Starting from the line with "the boulder, indicate", transcribe each line to the end of the records below. Copy them exactly and write nothing else.
::::
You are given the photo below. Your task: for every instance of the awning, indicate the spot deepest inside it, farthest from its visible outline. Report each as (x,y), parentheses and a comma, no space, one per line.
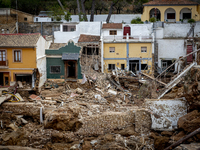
(70,56)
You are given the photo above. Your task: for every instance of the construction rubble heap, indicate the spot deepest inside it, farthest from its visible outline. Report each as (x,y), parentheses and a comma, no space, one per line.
(118,110)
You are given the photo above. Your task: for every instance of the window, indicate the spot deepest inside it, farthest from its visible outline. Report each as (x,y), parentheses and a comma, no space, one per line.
(170,15)
(68,28)
(122,66)
(143,49)
(55,69)
(113,32)
(144,67)
(186,15)
(111,66)
(91,50)
(164,64)
(111,49)
(2,57)
(167,63)
(65,28)
(17,56)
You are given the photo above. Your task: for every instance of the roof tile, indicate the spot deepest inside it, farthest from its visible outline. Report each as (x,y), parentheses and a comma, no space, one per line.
(19,40)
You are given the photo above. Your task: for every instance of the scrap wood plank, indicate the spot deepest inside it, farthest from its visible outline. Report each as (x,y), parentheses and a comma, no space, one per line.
(183,139)
(154,79)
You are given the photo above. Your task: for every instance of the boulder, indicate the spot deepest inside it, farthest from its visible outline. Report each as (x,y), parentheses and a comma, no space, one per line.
(190,121)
::::
▶ Task solution:
You are given the photo above. Your task: for every instance of the boulder, indicate the spot deepest inside it, farthest from its visible outline. Report each as (x,y), parentheses and a comma, no space, one per line.
(190,121)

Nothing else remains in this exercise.